■ **DATA**
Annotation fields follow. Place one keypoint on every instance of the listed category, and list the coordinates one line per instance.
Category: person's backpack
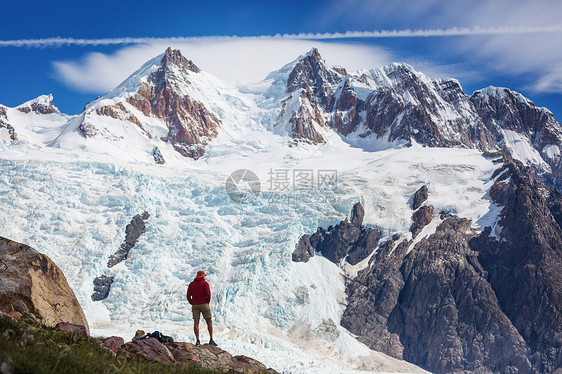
(160, 337)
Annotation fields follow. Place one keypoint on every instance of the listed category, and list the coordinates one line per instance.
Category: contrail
(405, 33)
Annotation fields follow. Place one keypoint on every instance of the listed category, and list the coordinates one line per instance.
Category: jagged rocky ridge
(405, 106)
(167, 101)
(157, 91)
(460, 300)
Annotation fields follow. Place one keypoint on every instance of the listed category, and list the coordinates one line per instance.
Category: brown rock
(248, 365)
(183, 353)
(71, 328)
(113, 343)
(150, 349)
(34, 287)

■ **WHAT IS NEEDED**
Everything in the records above must be repeated exactly, apart from the pictures.

■ **ANSWER AREA**
Annotation fields follow. Place one keypoint on every instance of the listed category, and list the coordinates one line per instance.
Category: person's backpack
(160, 337)
Annotation fields follow. Place one keypoint on every instance of the listed category, and list the coordinates one line per instance.
Category: contrail
(405, 33)
Annotation fields follow. Place one keypoint on every instance of the listed category, and list the coordinates one line per instance.
Category: jagged rocky ridge
(405, 106)
(167, 101)
(157, 91)
(460, 300)
Annotation fields follow. Place one keypoint on every instance of the listed category, and list the coordinates one line per instance.
Category: brown rock
(248, 365)
(183, 353)
(71, 328)
(113, 343)
(150, 349)
(34, 287)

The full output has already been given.